_Source excerpt_.
++++++++++++++++++++

Conflicting Normality Tests

Question

I have been trying to establish whether I could model my data, a set of 90 observations, using the normal distribution. I have tried the Shapiro-Wilk and the Anderson-Darling tests but each came back with a different result.

Anderson-Darling normality test

data: x A = 0.6994, p-value = 0.06555

Shapiro-Wilk normality test

data: x W = 0.9645, p-value = 0.0154

If we are to use the strong 1% significance level, the null of normality cannot be rejected in either case. Using the 5% size, however, we see that the SW test rejects the null while the AD one narrowly accepts it.

The results are conflicting and I do not know on which to place my trust. If I knew the power of each test, I could make up my mind so is there perhaps a way to obtain the power functions in R? The Normal distribution is easy to work with and it would make sense in my case seeing that my observations are test scores but I do not want to make farfetched assumptions.

I also have to say that personally, I am not convinced that the underlying distribution is normal. Please take a look at the histogram below, upon which I have fitted a normal distribution with the same mean and standard deviation.

enter image description here

It does not seem to be a good match. Below is the normal qq plot:

enter image description here

There is a hint of linearity but there are also a lot of outliers. As far as I know, the Shapiro-Wilk test is based on order statistics and it does not support the normality hypothesis.

If we were to reject the normality of my data, then what would be an acceptable distribution here? Note that we are looking for a negatively skewed one.

All suggestions are welcome. Thank you.

EDIT: This is my vector of observations in ascending order, i.e. the 89 order statistics, in case anyone wants to test it further:

sort(x)

++++++++++++++++++++

_Supplied records_.
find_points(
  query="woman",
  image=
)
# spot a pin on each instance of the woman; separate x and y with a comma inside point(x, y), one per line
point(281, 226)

++++++++++++++++++++

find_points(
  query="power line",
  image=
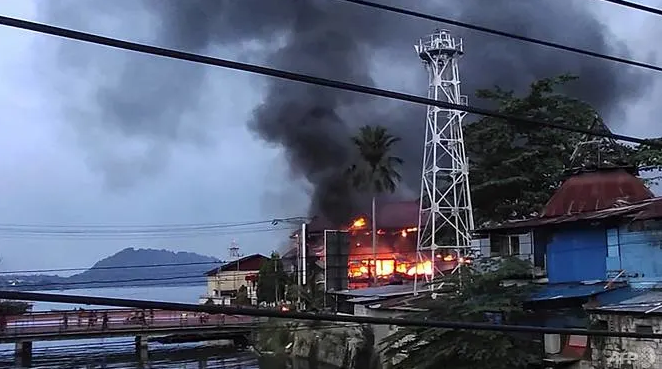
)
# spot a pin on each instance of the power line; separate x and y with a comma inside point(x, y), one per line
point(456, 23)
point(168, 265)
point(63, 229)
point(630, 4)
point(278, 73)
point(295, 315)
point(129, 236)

++++++++++++++++++++

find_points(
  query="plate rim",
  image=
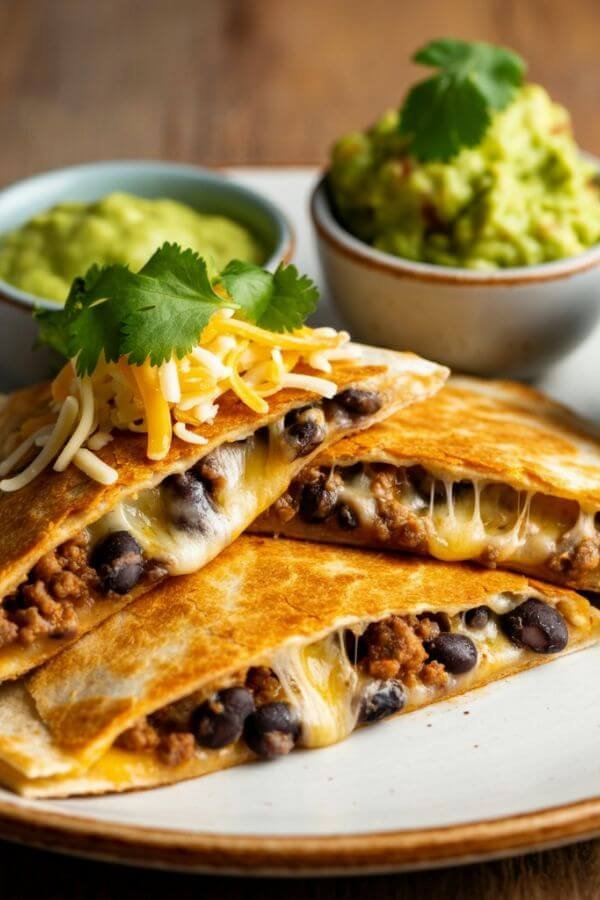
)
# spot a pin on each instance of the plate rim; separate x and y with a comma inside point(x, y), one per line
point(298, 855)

++++++++++++++++++++

_Task objective_. Decide whether each statement agrees with the forum question on conflicting normality tests, answering yes or no and quoting the deciding words from it: (a) at the 1% significance level, neither test rejects normality; (b) the poster is convinced the underlying distribution is normal; (c) the poster wants an alternative distribution with positive skew.

_Answer for this exercise_.
(a) Yes: "If we are to use the strong 1% significance level, the null of normality cannot be rejected in either case."
(b) No: "I am not convinced that the underlying distribution is normal."
(c) No: "Note that we are looking for a negatively skewed one."